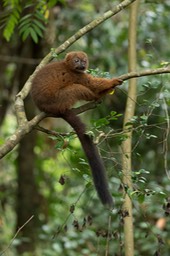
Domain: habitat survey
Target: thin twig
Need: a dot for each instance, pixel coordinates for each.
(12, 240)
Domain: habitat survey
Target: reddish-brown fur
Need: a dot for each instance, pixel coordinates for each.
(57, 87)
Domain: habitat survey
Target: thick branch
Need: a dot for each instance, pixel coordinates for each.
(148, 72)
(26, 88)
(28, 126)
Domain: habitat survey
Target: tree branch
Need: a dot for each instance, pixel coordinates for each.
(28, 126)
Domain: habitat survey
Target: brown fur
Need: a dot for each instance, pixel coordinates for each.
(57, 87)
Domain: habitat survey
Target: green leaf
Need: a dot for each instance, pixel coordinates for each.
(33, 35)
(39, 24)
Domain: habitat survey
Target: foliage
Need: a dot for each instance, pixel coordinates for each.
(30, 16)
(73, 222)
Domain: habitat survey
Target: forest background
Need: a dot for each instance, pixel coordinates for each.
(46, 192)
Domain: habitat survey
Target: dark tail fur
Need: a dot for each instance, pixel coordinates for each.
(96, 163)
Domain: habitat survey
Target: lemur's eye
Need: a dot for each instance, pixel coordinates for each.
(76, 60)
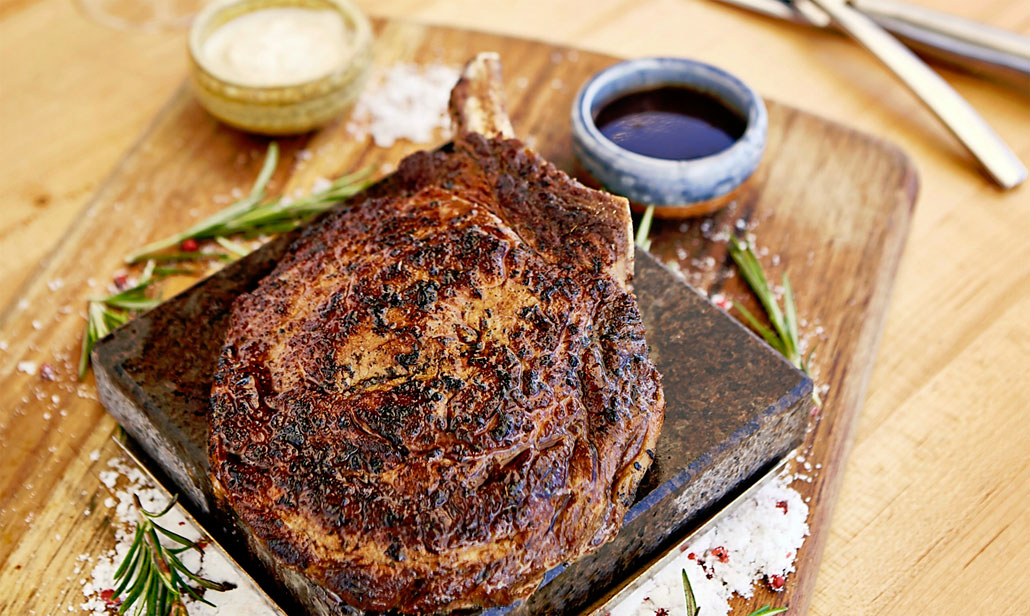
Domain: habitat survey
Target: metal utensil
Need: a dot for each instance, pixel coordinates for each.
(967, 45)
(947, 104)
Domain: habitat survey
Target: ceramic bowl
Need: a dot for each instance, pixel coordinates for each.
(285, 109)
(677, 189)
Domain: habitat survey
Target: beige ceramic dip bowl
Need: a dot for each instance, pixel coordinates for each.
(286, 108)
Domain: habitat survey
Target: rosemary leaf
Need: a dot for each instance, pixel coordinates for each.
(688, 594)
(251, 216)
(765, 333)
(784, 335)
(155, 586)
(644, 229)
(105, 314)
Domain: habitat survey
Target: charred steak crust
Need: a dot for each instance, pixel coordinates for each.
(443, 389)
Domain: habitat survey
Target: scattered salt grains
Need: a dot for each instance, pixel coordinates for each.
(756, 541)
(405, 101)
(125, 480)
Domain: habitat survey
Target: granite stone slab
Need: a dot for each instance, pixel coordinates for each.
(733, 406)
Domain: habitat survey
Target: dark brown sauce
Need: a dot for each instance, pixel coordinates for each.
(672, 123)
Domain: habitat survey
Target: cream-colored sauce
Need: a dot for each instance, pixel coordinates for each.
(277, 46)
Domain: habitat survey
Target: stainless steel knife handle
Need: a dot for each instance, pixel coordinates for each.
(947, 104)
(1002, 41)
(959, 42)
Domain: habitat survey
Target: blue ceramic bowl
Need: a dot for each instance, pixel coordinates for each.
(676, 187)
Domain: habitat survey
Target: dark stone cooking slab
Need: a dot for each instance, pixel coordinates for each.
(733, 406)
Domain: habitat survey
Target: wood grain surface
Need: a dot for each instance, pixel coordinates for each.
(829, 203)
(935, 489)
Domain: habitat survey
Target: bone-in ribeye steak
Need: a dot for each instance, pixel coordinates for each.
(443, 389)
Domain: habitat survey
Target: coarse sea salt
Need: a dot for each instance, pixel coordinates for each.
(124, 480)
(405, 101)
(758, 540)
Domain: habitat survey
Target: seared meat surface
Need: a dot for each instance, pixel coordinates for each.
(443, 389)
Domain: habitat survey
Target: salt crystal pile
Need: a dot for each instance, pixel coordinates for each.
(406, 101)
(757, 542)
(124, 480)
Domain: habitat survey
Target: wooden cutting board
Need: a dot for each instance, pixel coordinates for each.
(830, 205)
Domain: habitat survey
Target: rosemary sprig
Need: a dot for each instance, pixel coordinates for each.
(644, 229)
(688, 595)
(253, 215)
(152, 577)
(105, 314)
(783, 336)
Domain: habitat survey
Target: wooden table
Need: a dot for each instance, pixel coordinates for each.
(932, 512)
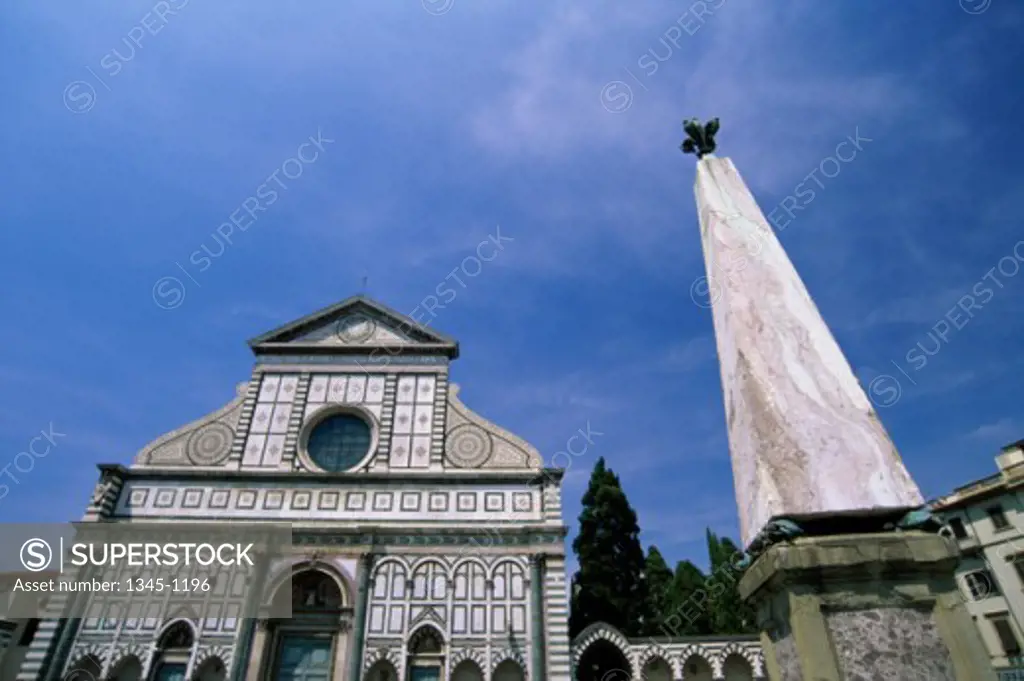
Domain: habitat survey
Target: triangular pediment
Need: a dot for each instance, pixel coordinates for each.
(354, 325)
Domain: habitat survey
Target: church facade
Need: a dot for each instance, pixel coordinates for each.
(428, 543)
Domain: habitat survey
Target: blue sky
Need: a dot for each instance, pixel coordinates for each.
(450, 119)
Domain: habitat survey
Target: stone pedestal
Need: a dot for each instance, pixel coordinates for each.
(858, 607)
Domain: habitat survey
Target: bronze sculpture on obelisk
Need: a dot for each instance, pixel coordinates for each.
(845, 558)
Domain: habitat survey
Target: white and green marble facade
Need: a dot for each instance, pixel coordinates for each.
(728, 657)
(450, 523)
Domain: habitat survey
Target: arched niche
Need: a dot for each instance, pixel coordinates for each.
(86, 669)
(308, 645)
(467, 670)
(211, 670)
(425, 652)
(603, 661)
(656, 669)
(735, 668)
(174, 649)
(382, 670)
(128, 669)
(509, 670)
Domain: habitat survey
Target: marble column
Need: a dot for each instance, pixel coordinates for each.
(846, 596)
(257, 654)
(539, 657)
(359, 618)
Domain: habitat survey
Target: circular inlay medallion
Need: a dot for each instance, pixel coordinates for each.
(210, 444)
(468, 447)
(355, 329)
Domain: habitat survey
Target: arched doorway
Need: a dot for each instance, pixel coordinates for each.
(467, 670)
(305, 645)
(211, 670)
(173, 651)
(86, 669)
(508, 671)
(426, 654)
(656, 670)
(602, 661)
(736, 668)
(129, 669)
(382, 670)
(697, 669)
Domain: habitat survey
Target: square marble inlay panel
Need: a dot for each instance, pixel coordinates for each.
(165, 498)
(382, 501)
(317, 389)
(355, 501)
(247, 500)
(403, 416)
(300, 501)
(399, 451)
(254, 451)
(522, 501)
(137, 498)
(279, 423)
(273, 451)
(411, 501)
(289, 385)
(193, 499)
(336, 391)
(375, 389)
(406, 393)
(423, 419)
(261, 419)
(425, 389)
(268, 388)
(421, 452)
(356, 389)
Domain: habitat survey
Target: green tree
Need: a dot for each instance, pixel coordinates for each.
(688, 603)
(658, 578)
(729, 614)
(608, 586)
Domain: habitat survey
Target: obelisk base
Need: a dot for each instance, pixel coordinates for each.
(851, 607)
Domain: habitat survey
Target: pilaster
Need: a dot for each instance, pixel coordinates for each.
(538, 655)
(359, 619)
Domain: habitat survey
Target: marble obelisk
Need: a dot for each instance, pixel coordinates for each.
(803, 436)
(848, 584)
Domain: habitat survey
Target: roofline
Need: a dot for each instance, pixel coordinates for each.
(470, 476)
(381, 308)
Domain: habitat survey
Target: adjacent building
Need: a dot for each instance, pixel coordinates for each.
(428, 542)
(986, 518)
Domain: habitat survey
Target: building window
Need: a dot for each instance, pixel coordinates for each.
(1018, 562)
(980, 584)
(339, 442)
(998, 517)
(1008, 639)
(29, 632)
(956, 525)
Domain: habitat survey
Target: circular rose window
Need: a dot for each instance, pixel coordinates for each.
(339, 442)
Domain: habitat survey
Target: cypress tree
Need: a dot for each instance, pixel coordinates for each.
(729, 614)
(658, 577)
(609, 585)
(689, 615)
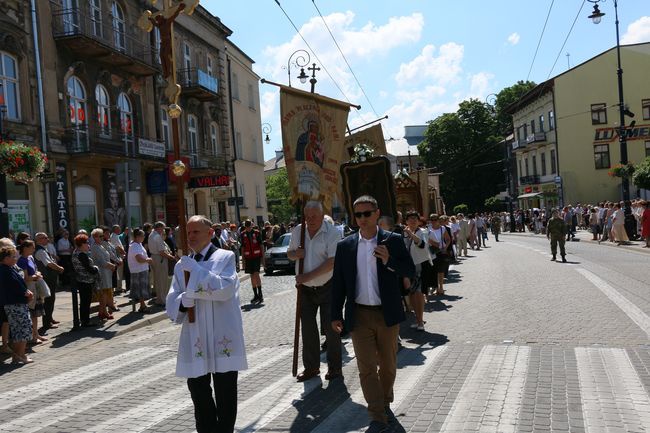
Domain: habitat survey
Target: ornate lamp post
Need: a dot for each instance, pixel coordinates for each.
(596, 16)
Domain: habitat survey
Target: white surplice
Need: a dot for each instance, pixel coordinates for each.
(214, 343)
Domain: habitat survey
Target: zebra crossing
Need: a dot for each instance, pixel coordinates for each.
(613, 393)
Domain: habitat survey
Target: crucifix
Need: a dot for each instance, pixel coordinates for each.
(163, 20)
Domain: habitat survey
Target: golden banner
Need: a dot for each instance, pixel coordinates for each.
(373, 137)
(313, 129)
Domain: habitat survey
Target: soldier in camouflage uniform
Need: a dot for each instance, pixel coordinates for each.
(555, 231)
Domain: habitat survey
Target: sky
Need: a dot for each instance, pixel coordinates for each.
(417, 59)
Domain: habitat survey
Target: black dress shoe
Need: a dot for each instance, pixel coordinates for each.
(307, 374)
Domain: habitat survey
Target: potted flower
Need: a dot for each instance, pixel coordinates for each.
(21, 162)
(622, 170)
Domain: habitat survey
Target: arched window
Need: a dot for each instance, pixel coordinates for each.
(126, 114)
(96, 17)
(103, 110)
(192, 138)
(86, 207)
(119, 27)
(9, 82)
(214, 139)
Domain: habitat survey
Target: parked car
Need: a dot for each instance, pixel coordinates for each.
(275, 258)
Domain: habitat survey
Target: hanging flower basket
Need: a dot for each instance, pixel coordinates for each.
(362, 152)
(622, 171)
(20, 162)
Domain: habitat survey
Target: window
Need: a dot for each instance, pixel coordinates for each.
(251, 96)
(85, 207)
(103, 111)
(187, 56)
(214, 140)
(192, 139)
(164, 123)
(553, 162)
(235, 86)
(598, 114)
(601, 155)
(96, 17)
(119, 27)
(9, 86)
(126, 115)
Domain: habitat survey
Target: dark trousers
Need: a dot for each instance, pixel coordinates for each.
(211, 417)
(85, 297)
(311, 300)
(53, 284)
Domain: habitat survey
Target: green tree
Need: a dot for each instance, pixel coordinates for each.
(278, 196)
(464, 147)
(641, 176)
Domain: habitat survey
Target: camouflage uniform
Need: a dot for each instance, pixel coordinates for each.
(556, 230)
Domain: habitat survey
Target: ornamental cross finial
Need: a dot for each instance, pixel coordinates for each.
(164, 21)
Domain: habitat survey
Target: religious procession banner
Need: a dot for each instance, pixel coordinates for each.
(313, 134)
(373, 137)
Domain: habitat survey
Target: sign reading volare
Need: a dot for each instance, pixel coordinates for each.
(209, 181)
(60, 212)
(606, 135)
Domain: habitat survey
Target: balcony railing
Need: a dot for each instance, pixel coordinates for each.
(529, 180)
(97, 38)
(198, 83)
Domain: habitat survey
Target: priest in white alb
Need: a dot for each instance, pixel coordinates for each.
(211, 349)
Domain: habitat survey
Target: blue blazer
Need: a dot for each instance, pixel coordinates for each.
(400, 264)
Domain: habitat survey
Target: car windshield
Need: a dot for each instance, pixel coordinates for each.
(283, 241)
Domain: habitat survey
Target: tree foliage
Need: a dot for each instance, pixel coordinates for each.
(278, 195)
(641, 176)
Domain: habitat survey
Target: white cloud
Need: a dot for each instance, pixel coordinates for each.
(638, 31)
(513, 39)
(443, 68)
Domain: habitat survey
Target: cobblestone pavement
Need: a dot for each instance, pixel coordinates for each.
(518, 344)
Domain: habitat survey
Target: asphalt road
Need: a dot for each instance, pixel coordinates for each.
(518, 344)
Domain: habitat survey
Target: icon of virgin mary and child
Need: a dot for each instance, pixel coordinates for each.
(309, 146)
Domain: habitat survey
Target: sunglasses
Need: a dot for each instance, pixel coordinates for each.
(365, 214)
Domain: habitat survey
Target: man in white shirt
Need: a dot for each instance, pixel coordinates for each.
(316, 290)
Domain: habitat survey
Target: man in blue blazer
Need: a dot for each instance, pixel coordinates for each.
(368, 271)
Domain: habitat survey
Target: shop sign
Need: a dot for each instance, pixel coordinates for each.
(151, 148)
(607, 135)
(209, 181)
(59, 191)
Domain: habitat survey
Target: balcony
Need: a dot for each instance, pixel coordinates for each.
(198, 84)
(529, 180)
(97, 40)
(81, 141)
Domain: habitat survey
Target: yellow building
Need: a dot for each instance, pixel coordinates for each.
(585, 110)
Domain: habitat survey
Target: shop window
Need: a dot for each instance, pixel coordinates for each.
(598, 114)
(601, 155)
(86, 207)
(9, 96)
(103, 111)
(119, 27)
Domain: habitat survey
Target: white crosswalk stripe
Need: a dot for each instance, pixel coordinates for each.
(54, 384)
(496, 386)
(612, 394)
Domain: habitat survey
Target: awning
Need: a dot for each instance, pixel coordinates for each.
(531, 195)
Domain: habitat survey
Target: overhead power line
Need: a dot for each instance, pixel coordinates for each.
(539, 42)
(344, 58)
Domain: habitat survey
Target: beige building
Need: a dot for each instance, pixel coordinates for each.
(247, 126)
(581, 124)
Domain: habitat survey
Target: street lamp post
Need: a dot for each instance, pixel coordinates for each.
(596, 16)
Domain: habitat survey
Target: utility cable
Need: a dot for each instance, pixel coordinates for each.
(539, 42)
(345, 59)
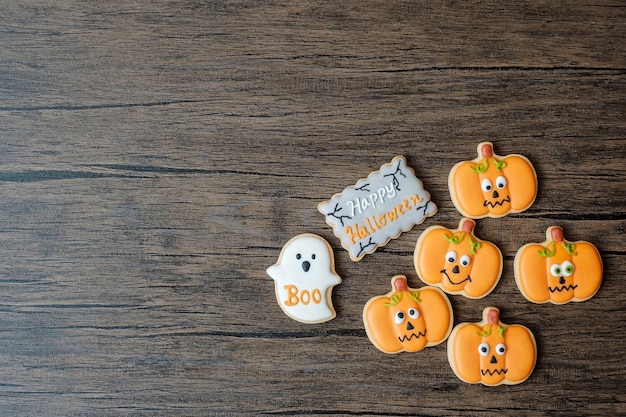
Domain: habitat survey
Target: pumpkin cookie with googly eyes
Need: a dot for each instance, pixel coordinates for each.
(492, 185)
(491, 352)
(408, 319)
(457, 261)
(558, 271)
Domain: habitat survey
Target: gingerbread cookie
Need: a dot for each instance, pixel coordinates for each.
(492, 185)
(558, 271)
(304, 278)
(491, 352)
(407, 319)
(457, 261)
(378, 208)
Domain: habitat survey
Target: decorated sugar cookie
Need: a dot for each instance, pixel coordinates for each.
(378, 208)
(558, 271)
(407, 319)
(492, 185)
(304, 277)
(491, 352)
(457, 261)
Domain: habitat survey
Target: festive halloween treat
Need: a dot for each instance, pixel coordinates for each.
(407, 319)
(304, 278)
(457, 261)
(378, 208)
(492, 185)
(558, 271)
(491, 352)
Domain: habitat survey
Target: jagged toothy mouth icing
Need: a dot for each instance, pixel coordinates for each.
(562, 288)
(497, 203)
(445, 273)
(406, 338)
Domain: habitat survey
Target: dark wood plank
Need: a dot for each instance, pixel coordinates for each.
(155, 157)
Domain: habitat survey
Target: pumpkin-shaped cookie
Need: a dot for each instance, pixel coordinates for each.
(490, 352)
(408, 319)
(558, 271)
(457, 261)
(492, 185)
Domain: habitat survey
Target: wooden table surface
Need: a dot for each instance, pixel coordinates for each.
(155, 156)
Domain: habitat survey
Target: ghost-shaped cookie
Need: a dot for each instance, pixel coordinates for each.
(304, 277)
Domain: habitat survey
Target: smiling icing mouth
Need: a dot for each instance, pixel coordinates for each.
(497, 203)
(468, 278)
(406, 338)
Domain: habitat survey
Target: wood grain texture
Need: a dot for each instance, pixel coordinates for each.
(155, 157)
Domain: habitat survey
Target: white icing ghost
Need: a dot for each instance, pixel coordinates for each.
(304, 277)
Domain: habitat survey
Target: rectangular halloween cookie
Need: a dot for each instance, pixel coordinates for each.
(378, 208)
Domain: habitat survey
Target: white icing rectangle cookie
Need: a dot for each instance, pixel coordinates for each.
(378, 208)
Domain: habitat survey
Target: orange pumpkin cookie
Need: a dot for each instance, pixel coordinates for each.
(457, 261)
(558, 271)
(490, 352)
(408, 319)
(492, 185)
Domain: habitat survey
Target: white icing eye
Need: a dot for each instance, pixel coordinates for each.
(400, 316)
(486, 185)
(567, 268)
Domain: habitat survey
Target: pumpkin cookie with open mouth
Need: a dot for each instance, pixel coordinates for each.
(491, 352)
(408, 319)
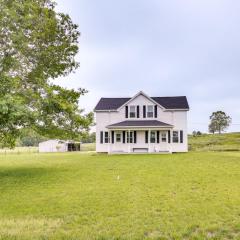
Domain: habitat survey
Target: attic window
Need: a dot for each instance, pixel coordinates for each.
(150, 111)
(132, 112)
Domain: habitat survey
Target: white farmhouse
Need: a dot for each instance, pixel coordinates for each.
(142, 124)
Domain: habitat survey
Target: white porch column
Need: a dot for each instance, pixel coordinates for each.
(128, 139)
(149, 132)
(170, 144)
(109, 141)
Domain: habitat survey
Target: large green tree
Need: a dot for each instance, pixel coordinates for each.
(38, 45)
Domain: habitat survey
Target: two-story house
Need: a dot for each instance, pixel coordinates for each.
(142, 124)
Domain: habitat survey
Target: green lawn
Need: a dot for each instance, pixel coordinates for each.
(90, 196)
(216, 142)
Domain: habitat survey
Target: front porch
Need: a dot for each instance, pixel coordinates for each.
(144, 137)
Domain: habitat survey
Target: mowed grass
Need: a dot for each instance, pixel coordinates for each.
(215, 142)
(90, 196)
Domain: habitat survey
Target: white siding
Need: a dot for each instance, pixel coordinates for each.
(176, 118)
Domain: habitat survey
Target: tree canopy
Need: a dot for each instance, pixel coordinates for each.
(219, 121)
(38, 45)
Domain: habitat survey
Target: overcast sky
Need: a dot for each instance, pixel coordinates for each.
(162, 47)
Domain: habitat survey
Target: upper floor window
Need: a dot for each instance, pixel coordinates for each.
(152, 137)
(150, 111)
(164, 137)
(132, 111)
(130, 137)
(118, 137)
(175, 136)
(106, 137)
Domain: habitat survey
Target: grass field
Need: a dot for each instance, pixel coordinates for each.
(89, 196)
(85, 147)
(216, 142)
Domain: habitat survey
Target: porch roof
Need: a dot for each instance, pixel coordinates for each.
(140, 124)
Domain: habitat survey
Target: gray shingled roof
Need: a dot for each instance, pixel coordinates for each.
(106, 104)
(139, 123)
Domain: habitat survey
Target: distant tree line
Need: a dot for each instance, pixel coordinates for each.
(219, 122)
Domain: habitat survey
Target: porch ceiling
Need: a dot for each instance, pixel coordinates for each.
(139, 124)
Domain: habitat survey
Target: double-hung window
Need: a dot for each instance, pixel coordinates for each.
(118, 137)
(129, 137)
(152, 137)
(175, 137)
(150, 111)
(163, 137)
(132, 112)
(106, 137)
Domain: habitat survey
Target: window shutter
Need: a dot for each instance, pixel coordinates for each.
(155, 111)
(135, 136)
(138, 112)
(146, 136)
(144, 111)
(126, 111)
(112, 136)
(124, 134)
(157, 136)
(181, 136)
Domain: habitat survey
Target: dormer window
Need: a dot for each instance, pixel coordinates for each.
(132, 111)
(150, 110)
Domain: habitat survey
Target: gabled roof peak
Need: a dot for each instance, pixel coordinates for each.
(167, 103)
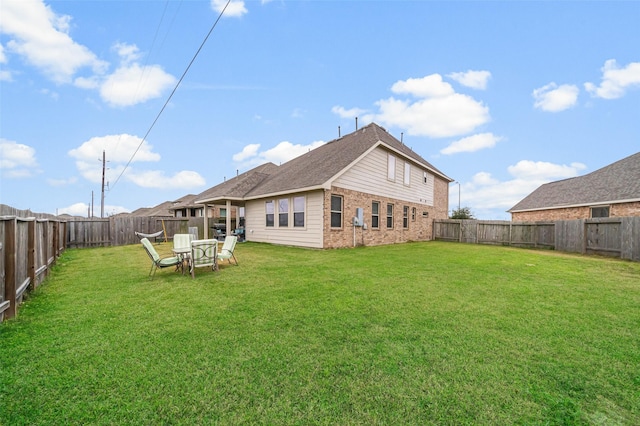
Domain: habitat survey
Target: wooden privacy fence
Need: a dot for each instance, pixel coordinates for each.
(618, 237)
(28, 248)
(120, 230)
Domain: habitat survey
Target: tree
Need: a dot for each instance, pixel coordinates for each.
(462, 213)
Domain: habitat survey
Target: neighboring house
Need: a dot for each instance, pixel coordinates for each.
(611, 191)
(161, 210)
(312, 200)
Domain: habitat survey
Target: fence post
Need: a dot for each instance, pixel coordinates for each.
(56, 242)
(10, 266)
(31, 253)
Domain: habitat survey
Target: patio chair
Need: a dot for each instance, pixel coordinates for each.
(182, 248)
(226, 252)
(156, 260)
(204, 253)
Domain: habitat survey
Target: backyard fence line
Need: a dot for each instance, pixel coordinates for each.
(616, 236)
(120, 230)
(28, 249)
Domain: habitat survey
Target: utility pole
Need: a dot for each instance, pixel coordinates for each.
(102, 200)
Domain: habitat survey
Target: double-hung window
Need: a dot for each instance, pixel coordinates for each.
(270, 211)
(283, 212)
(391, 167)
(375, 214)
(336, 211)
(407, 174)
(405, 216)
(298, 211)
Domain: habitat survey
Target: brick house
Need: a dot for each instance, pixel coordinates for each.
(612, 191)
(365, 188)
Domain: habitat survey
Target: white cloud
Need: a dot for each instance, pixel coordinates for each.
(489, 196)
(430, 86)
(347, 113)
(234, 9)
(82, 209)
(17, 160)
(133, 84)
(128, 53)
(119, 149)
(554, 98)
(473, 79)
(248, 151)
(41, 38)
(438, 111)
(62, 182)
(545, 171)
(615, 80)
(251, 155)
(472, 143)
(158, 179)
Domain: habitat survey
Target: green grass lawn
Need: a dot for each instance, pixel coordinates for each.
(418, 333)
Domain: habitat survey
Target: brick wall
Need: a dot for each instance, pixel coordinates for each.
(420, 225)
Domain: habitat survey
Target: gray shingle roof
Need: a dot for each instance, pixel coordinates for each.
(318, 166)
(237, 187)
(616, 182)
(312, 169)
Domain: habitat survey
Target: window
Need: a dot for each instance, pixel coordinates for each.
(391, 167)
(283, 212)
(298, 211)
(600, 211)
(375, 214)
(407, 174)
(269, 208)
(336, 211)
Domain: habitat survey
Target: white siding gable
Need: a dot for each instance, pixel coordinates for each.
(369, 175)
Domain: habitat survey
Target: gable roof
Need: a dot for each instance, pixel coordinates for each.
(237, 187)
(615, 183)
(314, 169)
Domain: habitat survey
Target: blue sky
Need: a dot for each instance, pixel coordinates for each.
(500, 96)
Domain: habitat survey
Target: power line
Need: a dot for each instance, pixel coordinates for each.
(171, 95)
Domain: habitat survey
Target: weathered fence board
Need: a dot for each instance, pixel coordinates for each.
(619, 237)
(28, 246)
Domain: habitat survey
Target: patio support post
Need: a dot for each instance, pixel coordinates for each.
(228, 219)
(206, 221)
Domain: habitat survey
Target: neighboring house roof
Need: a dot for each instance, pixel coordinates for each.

EXERCISE DIRECTIONS:
Find and copy every line of the material above that contains the word "arched", matching case exactly.

COMPLETED EXERCISE:
Target: arched niche
Target: arched doorway
Target: arched window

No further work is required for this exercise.